• _EXTRACT PROVIDED_:
========
16) Figure 8.1 shows the cost curves for a competitive firm. If the firm is to earn economic profit, price
must exceed
(a) $0.
(b) $5.
(c) $10.
(d) $11.
Answer: C
Difficulty: 1
Topic: Profit Maximization
Question Status: Revised

17) Figure 8.1 shows the cost curves for a competitive firm. If the firm is to operate in the short run,
price must exceed
(a) $0.
(b) $5.
(c) $10.
(d) $11.
Answer: B
Difficulty: 1
Topic: Profit Maximization
Question Status: Revised
162 Jeffrey Perloff • Microeconomics, Third Edition

18) Figure 8.1 shows the cost curves for a competitive firm. If the market price is $15 per unit, the firm
will earn profits of
(a) $0.
(b) $4.
(c) $40.
(d) $160.
Answer: D
Difficulty: 1
Topic: Profit Maximization
Question Status: Revised

19) A firm will shut down in the short run if


(a) total fixed costs are too high.
(b) total revenue from operating would not cover all costs.
(c) total revenue from operating would not cover variable costs.
(d) total revenue from operating would not cover fixed costs.
Answer: C
Difficulty: 1
Topic: Profit Maximization
Question Status: Revised

20) If a competitive firm maximizes short-run profits by producing some quantity of output, which of
the following must be true at that level of output?
(a) p = MC.
(b) MR = MC.
(c) p > AVC.
(d) All of the above.
Answer: D
Difficulty: 1
Topic: Profit Maximization
Question Status: Revised

21) If a competitive firm maximizes short-run profits by producing some quantity of output, which of
the following must be true at that level of output?
(a) p > MC.
(b) MR > MC.
(c) p > AVC.
(d) All of the above.
Answer: C
Difficulty: 1
Topic: Profit Maximization
Question Status: Revised
Chapter 8 Competitive Firms and Markets 163

22) If a firm finds that it maximizes short-run profits by shutting down, which of the following must be true?
(a) p < AVC for all levels of output.
(b) p < AVC only for the level of output at which p = MC.
(c) p < AVC only if the firm has no fixed costs.
(d) The firm will earn zero profit.
Answer: A
Difficulty: 1
Topic: Profit Maximization
Question Status: Revised

23) If a profit-maximizing firm finds that, at its current level of production, MR > MC, it will
(a) earn greater profits than if MR = MC.
(b) increase output.
(c) decrease output.
(d) shut down.
Answer: B
Difficulty: 1
Topic: Profit Maximization
Question Status: Revised

24) If a profit-maximizing firm finds that, at its current level of production, MR < MC, it will
(a) decrease output.
========
• _AIM_: Quote the microeconomics quiz items word for word, between "(a) p < AVC" and "(c) decrease output.", inclusive. The records come from a separate source and are unrelated to the microeconomics quiz items.
========
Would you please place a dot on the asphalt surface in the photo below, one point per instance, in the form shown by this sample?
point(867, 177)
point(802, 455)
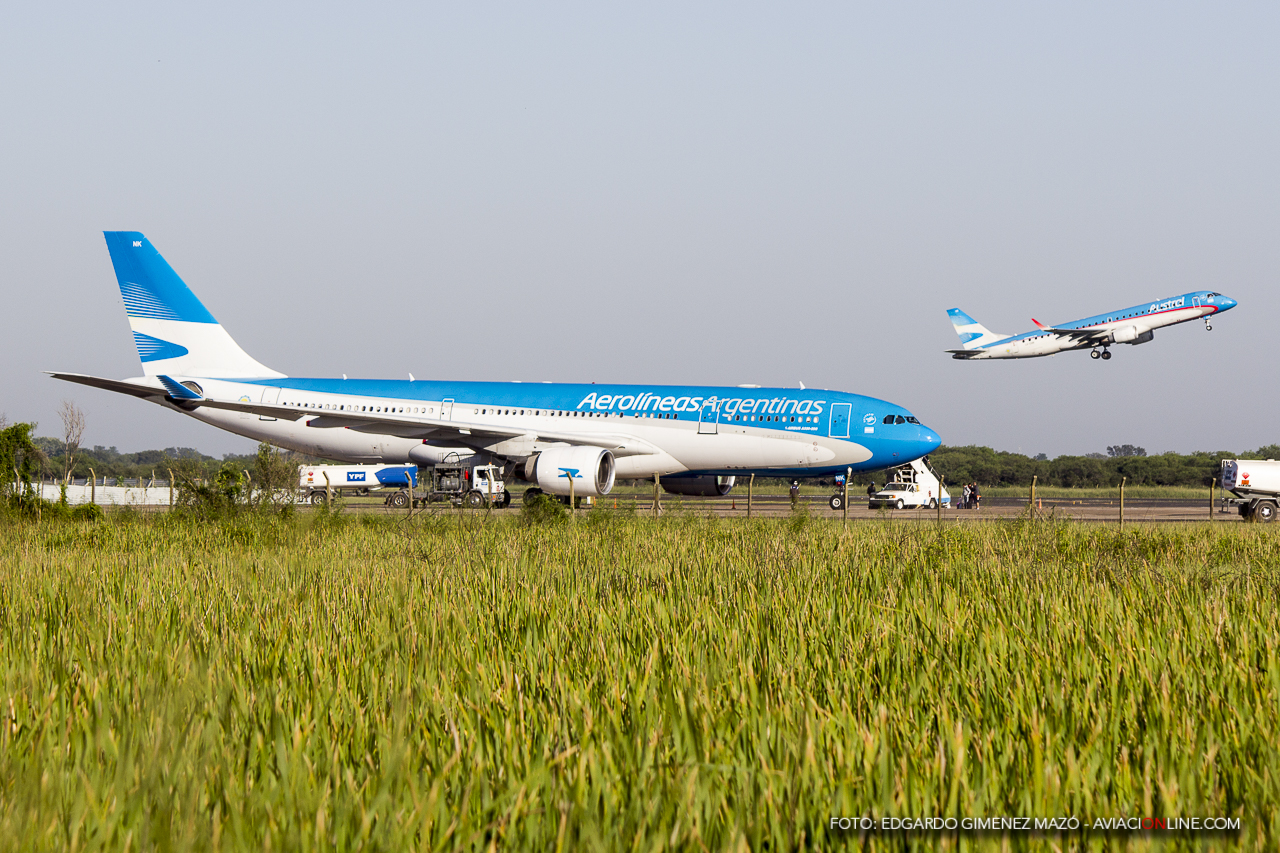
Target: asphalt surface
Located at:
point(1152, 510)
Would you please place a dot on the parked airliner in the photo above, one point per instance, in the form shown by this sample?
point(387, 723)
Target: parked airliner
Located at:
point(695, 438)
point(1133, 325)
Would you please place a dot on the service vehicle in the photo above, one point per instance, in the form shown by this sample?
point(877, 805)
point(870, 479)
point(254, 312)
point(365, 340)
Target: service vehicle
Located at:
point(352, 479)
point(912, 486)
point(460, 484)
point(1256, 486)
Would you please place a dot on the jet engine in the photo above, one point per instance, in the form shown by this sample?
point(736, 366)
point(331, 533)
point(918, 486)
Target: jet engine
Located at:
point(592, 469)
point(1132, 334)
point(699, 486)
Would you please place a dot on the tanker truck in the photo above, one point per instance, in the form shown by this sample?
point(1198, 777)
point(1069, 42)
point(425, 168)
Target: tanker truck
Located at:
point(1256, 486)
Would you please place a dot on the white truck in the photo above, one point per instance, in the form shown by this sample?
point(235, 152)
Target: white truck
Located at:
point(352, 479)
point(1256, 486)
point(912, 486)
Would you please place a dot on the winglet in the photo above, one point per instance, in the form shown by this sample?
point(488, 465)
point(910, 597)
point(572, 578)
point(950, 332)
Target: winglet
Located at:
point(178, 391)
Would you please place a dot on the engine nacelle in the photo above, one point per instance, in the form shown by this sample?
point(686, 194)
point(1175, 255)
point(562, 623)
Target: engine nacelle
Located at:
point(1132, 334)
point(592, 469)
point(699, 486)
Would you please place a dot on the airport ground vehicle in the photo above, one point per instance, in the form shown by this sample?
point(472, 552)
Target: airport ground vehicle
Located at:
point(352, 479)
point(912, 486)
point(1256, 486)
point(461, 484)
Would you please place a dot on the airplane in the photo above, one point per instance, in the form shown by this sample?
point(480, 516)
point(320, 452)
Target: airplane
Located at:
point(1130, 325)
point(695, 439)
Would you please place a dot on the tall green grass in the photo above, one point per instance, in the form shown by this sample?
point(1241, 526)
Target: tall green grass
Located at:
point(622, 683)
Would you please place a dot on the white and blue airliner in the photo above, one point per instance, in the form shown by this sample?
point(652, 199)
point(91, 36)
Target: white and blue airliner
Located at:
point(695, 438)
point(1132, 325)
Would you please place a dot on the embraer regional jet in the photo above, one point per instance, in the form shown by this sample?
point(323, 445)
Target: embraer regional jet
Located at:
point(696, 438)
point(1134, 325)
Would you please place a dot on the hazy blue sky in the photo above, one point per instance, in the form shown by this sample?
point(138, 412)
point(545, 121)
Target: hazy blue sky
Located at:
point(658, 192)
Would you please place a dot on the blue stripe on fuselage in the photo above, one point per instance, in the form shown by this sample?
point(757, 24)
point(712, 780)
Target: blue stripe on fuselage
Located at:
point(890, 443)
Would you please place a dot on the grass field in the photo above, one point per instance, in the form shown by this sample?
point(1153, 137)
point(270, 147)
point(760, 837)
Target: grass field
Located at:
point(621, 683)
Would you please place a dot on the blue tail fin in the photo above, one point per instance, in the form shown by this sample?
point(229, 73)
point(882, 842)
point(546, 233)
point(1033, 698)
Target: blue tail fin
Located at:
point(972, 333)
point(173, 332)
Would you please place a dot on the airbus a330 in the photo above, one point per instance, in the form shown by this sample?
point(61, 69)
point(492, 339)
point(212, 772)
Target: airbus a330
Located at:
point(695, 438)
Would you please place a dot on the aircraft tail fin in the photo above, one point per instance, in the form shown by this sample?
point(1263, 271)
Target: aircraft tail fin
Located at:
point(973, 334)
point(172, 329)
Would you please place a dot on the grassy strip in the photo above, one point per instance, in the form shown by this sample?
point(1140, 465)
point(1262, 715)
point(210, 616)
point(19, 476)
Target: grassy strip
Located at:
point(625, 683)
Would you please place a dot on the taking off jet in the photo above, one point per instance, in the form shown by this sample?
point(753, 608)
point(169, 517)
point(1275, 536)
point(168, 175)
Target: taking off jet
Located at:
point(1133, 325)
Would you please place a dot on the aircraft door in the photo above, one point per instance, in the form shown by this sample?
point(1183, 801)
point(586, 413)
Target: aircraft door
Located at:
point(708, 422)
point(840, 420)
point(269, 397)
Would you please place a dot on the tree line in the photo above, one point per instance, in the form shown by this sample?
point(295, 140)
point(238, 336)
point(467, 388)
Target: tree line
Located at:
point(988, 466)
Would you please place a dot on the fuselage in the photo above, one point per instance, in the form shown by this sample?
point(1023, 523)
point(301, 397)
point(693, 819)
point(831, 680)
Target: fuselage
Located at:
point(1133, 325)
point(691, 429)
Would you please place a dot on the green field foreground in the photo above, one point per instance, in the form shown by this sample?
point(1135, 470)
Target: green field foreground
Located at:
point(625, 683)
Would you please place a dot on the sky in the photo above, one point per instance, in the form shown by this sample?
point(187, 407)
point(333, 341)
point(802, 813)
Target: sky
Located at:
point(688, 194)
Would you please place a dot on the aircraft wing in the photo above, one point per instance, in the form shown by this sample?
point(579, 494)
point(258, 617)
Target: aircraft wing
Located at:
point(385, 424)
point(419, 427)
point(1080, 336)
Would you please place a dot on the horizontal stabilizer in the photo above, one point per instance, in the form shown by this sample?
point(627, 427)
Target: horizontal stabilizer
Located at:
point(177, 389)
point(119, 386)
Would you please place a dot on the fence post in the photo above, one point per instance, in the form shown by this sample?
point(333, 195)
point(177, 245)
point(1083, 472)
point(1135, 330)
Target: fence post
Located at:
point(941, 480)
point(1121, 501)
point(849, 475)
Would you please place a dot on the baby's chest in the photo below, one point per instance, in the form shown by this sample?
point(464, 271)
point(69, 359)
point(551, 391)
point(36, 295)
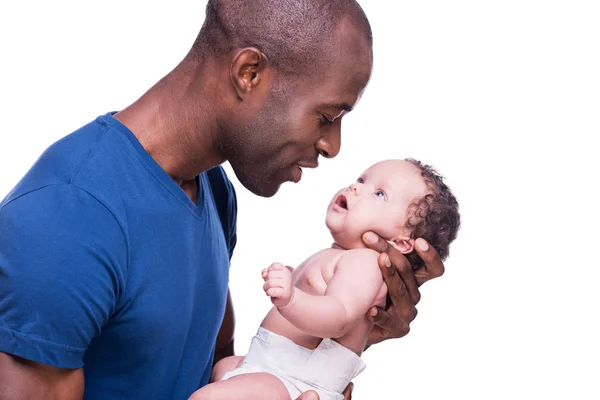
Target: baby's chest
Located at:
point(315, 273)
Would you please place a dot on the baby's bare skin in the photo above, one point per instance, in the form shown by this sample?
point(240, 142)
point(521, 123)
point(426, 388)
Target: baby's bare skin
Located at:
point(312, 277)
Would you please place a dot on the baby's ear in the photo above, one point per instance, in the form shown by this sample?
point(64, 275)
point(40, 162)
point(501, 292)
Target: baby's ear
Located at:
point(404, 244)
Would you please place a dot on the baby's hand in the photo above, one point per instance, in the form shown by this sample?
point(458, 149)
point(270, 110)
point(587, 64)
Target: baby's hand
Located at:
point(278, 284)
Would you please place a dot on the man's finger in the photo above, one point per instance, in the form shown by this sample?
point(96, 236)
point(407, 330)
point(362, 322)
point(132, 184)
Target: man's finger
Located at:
========
• _SOLVED EXERCISE_:
(a) p < AVC for all levels of output.
(b) p < AVC only for the level of output at which p = MC.
(c) p < AVC only if the firm has no fixed costs.
(d) The firm will earn zero profit.
Answer: A
Difficulty: 1
Topic: Profit Maximization
Question Status: Revised

23) If a profit-maximizing firm finds that, at its current level of production, MR > MC, it will
(a) earn greater profits than if MR = MC.
(b) increase output.
(c) decrease output.